**SELECTED EXCERPT**:
· · · · ·
My mother did not worry about me.  She did not know I was gone.  She  was like a ghost in my life.  Occasional sightings.
When I wore out my welcome with everyone, I’d sneak into their unlocked houses and drink their milk, make myself a lunchmeat sandwich with Miracle Whip or mayonnaise, find a bag of cookies or some chips and find someplace in the woods nearby to enjoy my feast.
            Survival lessons.
………………………………………..

          Andrea, those memories, painful as they are, were nothing compared to what was to come.  The years of my Dad and stepmother.

          My stepmother’s names for me. 

          Fat Ass.  Trouble Maker.  Titless Wonder.  Liar.  Whore like your mother.

          I forgot my own name.  Forgot who I was.

          How did my father not hear this?

          I am frozen here at the computer.  A blank page to tell you what happened.  Hate happened.  My stepmother hated me, despised me, needed to take me down a notch or two.

          Me.  Who will not be destroyed.

          In his own way, my father has acknowledged what happened.
· · · · ·
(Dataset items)
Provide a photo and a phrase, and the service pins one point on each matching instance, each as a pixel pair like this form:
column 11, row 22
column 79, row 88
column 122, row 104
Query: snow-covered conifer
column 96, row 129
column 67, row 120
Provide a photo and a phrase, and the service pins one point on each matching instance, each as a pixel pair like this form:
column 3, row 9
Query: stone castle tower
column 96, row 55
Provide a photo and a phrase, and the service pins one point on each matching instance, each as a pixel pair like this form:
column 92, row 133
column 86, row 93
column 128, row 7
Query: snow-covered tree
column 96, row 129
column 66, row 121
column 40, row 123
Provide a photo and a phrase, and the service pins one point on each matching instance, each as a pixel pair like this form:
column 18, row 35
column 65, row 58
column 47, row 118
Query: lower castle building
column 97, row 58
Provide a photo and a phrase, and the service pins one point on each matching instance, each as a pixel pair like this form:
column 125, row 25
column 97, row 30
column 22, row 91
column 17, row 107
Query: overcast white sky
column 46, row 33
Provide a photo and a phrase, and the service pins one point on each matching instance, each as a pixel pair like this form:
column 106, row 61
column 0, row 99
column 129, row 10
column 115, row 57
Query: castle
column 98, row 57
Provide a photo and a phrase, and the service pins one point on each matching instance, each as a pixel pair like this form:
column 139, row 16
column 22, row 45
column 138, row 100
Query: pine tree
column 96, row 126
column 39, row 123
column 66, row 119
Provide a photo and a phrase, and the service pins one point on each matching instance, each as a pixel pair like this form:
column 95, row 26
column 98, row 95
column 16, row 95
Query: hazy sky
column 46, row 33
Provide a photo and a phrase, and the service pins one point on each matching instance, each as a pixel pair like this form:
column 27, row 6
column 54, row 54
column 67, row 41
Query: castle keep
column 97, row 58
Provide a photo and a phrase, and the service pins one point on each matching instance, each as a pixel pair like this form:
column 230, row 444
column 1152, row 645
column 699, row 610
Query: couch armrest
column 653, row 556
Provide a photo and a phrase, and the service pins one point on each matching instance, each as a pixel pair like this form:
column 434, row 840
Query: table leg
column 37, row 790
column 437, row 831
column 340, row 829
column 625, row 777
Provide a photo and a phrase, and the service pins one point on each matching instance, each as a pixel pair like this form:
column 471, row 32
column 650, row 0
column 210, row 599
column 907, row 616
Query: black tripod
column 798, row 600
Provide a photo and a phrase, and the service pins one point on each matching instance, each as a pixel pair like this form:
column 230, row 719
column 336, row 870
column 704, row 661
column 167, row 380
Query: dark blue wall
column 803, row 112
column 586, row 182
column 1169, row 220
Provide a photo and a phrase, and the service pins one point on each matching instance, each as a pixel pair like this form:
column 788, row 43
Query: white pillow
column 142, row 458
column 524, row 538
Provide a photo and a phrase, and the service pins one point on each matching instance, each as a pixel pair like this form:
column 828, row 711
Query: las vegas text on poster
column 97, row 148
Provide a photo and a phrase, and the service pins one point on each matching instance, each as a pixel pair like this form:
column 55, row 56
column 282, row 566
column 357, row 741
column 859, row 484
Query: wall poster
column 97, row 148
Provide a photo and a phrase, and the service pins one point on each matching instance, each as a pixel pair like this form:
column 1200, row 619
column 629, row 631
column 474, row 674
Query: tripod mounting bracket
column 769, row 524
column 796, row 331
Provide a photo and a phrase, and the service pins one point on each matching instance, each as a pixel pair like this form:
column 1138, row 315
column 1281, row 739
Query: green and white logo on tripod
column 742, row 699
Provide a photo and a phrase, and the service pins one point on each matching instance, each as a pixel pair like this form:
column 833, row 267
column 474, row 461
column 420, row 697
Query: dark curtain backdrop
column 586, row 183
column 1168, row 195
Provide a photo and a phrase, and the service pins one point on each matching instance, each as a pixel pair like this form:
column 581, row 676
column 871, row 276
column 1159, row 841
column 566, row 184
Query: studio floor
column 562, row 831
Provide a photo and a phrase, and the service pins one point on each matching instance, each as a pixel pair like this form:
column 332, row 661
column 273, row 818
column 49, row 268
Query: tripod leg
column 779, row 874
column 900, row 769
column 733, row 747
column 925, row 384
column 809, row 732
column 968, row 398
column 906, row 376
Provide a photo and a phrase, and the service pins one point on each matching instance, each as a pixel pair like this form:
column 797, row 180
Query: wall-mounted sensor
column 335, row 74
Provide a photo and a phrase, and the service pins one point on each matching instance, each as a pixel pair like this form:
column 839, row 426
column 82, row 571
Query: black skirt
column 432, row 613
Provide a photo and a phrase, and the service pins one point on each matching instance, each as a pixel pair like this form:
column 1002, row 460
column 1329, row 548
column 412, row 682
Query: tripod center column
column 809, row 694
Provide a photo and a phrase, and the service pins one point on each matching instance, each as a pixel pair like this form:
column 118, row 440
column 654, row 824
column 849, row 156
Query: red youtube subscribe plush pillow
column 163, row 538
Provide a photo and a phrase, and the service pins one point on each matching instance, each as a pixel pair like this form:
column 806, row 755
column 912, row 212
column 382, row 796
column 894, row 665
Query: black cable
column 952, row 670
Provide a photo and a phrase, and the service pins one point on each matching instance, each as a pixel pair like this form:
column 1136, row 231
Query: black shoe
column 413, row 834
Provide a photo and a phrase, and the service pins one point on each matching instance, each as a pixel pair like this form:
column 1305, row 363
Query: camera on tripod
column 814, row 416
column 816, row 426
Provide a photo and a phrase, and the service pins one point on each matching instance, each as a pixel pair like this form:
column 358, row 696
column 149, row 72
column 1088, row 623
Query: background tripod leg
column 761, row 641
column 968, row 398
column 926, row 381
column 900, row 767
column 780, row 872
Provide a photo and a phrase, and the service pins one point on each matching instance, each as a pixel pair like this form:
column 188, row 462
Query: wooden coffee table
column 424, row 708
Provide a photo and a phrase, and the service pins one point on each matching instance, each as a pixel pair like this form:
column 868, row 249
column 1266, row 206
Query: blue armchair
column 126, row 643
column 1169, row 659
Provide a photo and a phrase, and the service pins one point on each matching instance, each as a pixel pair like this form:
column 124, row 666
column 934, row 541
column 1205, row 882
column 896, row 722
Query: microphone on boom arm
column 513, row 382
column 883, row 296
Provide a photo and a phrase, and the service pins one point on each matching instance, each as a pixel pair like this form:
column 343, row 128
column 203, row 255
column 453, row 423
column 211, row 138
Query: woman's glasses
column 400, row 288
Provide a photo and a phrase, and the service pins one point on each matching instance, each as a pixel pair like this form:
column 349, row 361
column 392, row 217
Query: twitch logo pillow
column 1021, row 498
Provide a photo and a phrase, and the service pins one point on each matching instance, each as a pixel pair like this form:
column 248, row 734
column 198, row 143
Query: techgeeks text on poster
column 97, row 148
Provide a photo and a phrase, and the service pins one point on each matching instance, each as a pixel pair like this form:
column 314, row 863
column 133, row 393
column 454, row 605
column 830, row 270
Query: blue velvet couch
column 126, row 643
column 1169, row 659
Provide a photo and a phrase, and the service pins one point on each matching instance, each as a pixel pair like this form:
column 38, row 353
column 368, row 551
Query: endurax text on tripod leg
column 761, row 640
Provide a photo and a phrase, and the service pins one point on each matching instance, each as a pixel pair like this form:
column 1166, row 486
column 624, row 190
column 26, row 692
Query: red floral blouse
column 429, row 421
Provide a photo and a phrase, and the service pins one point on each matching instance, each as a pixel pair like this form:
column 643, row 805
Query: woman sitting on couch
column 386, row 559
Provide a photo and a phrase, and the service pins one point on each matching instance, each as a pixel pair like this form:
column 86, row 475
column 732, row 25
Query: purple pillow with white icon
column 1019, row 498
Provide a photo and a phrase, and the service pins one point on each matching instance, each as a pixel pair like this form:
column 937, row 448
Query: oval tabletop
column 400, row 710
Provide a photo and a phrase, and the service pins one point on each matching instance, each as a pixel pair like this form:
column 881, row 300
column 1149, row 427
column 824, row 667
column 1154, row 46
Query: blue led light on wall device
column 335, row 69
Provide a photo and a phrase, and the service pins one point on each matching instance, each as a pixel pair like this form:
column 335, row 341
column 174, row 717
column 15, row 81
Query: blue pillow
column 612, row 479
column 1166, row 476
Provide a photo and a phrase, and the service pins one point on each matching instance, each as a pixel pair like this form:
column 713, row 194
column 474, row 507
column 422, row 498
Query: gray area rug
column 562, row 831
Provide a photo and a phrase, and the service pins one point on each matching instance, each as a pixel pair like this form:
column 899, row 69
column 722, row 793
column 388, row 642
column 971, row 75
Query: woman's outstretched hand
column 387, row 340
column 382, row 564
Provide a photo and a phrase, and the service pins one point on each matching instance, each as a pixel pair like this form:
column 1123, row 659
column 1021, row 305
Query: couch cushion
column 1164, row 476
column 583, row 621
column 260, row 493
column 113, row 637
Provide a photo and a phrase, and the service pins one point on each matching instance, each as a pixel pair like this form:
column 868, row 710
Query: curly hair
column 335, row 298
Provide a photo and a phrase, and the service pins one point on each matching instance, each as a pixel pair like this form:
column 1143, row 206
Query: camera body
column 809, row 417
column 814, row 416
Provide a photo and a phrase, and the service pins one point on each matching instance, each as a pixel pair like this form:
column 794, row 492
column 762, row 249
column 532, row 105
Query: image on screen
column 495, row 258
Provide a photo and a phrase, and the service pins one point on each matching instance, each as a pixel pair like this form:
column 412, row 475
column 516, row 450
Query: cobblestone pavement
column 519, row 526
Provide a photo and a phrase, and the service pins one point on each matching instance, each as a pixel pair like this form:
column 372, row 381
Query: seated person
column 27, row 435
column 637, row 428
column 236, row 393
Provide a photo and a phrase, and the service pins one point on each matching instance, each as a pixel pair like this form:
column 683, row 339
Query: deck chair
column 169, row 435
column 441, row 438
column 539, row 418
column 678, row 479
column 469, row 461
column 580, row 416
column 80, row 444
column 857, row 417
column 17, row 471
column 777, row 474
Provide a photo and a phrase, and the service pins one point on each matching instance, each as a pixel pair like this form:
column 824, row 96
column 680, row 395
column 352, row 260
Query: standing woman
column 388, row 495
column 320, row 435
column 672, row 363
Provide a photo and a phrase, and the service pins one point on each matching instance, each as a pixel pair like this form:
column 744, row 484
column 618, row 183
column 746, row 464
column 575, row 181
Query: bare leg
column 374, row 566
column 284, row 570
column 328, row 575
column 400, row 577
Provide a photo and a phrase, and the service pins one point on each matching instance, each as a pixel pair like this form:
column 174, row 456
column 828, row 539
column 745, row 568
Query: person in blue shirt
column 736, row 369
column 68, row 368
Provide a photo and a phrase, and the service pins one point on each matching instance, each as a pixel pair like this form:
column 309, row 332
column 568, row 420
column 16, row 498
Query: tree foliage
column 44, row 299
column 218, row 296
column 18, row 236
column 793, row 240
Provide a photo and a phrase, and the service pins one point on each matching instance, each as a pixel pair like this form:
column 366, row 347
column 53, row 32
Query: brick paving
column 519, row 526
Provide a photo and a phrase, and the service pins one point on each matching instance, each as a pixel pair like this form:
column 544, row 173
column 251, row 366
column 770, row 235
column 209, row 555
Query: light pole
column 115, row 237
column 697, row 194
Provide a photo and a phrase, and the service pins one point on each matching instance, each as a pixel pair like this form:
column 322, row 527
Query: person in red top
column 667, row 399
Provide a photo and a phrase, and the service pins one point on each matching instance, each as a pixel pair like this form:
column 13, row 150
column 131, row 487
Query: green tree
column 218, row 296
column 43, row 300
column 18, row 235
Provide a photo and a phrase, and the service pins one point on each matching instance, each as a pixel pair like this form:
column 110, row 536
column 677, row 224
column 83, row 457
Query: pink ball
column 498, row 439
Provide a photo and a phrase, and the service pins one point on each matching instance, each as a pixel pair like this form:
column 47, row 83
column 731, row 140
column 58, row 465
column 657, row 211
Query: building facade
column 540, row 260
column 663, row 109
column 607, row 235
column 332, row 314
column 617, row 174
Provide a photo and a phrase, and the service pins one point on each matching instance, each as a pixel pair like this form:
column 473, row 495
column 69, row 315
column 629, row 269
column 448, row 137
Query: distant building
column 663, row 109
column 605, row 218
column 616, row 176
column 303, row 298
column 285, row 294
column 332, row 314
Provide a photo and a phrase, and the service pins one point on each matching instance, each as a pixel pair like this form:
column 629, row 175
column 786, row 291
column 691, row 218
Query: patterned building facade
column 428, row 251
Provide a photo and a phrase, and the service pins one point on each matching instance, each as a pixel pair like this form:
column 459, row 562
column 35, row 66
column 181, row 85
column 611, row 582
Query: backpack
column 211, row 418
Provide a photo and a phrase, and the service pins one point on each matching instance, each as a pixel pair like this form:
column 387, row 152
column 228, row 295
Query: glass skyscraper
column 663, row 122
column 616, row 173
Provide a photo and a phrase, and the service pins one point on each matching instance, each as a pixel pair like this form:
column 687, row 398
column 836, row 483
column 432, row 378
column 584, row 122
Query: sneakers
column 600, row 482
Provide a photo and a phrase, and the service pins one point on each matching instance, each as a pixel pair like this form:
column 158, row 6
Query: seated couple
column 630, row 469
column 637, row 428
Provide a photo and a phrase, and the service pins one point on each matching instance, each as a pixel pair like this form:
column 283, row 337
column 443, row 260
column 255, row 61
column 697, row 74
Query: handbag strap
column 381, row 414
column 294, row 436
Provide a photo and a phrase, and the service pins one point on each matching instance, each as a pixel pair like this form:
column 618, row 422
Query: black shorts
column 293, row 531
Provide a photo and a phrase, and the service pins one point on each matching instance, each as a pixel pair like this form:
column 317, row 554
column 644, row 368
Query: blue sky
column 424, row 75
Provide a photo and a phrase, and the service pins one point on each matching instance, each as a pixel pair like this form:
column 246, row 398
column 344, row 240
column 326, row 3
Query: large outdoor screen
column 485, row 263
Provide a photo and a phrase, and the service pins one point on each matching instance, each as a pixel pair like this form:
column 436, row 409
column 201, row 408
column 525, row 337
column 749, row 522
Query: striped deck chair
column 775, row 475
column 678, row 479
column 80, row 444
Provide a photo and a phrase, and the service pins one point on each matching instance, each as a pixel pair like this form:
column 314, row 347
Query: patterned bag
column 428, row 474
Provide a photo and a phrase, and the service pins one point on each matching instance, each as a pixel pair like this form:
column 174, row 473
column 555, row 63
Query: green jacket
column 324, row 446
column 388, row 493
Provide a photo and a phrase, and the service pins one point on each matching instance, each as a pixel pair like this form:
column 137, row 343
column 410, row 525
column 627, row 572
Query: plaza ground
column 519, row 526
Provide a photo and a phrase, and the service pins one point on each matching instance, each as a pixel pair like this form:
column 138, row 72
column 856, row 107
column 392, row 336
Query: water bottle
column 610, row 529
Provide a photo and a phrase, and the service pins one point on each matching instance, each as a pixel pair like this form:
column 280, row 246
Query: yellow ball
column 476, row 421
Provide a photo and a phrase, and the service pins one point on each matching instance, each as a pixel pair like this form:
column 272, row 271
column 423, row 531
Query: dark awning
· · · · ·
**TO DO**: Reproduce the memoir excerpt word for word from "I am frozen" to "not be destroyed.".

**RESULT FOR THIS TASK**:
I am frozen here at the computer.  A blank page to tell you what happened.  Hate happened.  My stepmother hated me, despised me, needed to take me down a notch or two.

          Me.  Who will not be destroyed.